Excerpt:

◇ ◇ ◇ ◇ ◇ ◇ ◇

The whole process of air rudder surface defect detection

Image preprocessing

Images captured by industrial cameras are not suitable for directly training and testing network models. In this paper, the surface defect detection of the air rudder surface is studied, and the air rudder in the image contains other components such as metalcore and rocker arm. The presence of these components and image backgrounds will impact the performance and detection efficiency of the network model. It is necessary to preprocess the air rudder image to segment the air rudder surface. The preprocessing process is illustrated in Fig. 10, including grayscale, binarization, mask segmentation, and grayscale transformation. It can be seen from Fig. 10 that the metal core, rocker arm of the air rudder, and background in the preprocessed image are all removed, leaving only the air rudder surface. In addition, the contrast of the air rudder surface image is increased through grayscale transformation, which makes the surface details more obvious.

Fig. 10
figure 10

Pre-processing process of air rudder image

Data enhancement

The testing dataset consists of air rudder images without defects and with defects. The number of air rudders containing actual surface defects is small, so the verification of the detection method is not sufficient. Generative Adversarial Network (GAN) is a widely used data augmentation method. It consists of two networks, one of which is a Generator Network that inputs random noise to generate fake images. Another is the Discriminator network, which identifies the authenticity of an image. During the training process, the generator and discriminator reach topological equilibrium by playing games. The recognition accuracy of the Discriminator for both the real and the fake images generated by the Generator reaches about 50%. GAN is often used as a data enhancement technique because of its particular structure.

◇ ◇ ◇ ◇ ◇ ◇ ◇

Actions to take:
1. According to the air rudder excerpt, which four steps make up the preprocessing process?
2. Reproduce the air rudder excerpt starting with "The testing dataset" and going on through "its particular structure.".
3. Proceed with the text on air rudder defect detection, picking up after its last sentence.

Pointing records:
◇ ◇ ◇ ◇ ◇ ◇ ◇

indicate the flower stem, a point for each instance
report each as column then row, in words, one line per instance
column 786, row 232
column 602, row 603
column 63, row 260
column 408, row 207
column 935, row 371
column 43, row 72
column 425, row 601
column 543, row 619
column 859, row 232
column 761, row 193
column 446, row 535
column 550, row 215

◇ ◇ ◇ ◇ ◇ ◇ ◇

Written responses:
1. Grayscale, binarization, mask segmentation, and grayscale transformation.

2.
The testing dataset consists of air rudder images without defects and with defects. The number of air rudders containing actual surface defects is small, so the verification of the detection method is not sufficient. Generative Adversarial Network (GAN) is a widely used data augmentation method. It consists of two networks, one of which is a Generator Network that inputs random noise to generate fake images. Another is the Discriminator network, which identifies the authenticity of an image. During the training process, the generator and discriminator reach topological equilibrium by playing games. The recognition accuracy of the Discriminator for both the real and the fake images generated by the Generator reaches about 50%. GAN is often used as a data enhancement technique because of its particular structure.

3.
In this paper, Deep Convolutional Generative Adversarial Network (DCGAN) (Radford et al., 2015) is adopted as the data enhancement method. DCGAN uses convolutional layers instead of the fully connected layer in GAN, and sets a stride for the convolution to automatically complete the down-sampling. In addition, the network introduces a Batch Normalization layer (BN layer) for normalization, which helps to converge. Compared with GAN, DCGAN has a stronger generation ability.

The framework of DCGAN in this paper is shown in Fig. 11. The Generator consists of 6 deconvolution layers. When the last layer uses Tanh as the activation function, the activation functions of the first five layers use ReLU to ensure that the output value is in the range of 0–255 BGR. The Discriminator contains four convolutional layers. Leaky ReLU is used as the activation function, and the Logistic function is used to test the convolution results to give the authenticity probability of the input image. The random noise subject to normal distribution is input into the Generator, the fake image, and then into the Discriminator for identification. The loss function can be calculated by comparing the identification result with the original label of the image. The RMSProp optimizer in the PyTorch architecture is used as the optimizer to update the parameters of the Generator and Discriminator according to the loss function.

Fig. 11
figure 11

Framework of DCGAN for generating defects

The defects generated by DCGAN are transplanted to the sample without defects, and the air rudder image with generated defects is obtained as shown in the Fig. 12. The Inception Score (IS) was introduced to demonstrate the quality of the generated defective images. IS is usually calculated with the help of Google's Inception Net-V3 classification model. After the image is input to Inception Net-V3, a 1000-dimensional label vector will be output, and each dimension of the vector represents the probability that the input image belongs to a certain category of samples. For a given input image \(x\) with the corresponding output vector \(v\), There is a distribution \(\mathrm{p}\left({v}_{k}|x\right)\). For \(\mathrm{N}\) images, the edge distribution \(\widehat{\mathrm{p}}\left(v\right)\) is as Eq. (13):

Fig. 12
figure 12

Generated surface defects of DCGAN: a Cracks; b Pits; c Stick mold

$$\widehat{\mathrm{p}}\left(v\right)={\frac{1}{\mathrm{N}}}\sum_{k}^{\mathrm{N}}\mathrm{p}\left(v|{x}_{k}\right)$$
(13)

To sum up, the formula of IS is as Eq. (14):

$$\mathrm{IS}=\mathrm{exp}\left({\frac{1}{\mathrm{N}}}\sum_{k=1}^{\mathrm{N}}KL\left(\mathrm{p}\left(v|{x}_{k}\right)\Vert \widehat{\mathrm{p}}\left(v\right)\right)\right)$$
(14)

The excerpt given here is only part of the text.